----- RECORDS SUPPLIED

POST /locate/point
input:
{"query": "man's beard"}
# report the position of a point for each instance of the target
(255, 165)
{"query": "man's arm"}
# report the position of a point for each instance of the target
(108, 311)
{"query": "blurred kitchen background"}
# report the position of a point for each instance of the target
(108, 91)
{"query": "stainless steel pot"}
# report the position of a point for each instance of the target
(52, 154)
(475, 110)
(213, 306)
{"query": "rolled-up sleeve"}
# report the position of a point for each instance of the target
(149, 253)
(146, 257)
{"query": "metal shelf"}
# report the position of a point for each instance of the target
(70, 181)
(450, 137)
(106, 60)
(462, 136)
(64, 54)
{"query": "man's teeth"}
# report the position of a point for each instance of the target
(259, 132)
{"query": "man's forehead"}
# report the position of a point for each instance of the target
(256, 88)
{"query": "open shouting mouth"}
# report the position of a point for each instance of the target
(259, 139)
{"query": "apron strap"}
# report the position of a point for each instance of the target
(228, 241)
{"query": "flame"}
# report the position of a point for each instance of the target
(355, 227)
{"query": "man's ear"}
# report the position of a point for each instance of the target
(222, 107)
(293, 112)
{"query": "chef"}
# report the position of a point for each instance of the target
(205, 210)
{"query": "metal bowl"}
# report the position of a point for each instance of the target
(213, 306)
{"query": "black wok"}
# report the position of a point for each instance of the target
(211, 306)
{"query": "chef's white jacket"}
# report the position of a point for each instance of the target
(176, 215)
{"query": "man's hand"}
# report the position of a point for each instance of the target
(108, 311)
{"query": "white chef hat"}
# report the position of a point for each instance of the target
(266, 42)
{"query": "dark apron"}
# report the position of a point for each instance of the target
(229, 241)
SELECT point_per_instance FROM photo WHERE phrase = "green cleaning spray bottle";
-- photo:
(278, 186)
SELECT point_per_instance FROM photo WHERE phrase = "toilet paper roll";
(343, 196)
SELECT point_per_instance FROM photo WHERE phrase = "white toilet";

----------

[JOB]: Each line of the material must be restated exactly.

[EXPECTED OUTPUT]:
POST /locate/point
input:
{"query": "man's beard"}
# report the position of a point for each instance of the target
(255, 165)
{"query": "man's arm"}
# report the position of a point for each instance of the target
(108, 311)
{"query": "blurred kitchen background"}
# report the position of a point for each instance of the target
(108, 91)
{"query": "stainless steel pot"}
# report the position of a point for each instance of the target
(52, 154)
(475, 110)
(213, 306)
{"query": "rolled-up sleeve"}
# report the position of a point for each instance of the target
(149, 253)
(146, 257)
{"query": "metal shelf"}
# report the position of a point for each instance of the target
(70, 181)
(450, 137)
(106, 60)
(462, 136)
(64, 54)
{"query": "man's teeth"}
# report the position of a point for each instance of the target
(259, 132)
{"query": "man's forehead"}
# report the position of a point for each instance of the target
(256, 88)
{"query": "open shouting mouth"}
# report the position of a point for each instance of the target
(259, 139)
{"query": "apron strap"}
# report the position of a point for each instance of the target
(228, 241)
{"query": "flame"}
# report the position of a point for each instance of the target
(355, 227)
{"query": "man's ear"}
# report the position of a point for each instance of the target
(222, 107)
(293, 112)
{"query": "chef"}
# report the position of a point for each instance of the target
(205, 210)
{"query": "metal bowl"}
# report the position of a point for each instance of the target
(213, 306)
{"query": "black wok"}
# report the position of a point for each instance of the target
(211, 306)
{"query": "chef's white jacket"}
# report the position of a point for each instance of the target
(176, 215)
{"query": "man's hand"}
# report the position of a point for each instance of the target
(108, 311)
{"query": "white chef hat"}
# report the position of a point for each instance of the target
(266, 42)
{"query": "dark apron"}
# report the position of a point for each instance of the target
(229, 241)
SELECT point_per_instance FROM photo WHERE phrase = "green cleaning spray bottle";
-- photo:
(278, 186)
SELECT point_per_instance FROM photo WHERE phrase = "toilet paper roll";
(343, 196)
SELECT point_per_instance FROM photo WHERE phrase = "white toilet";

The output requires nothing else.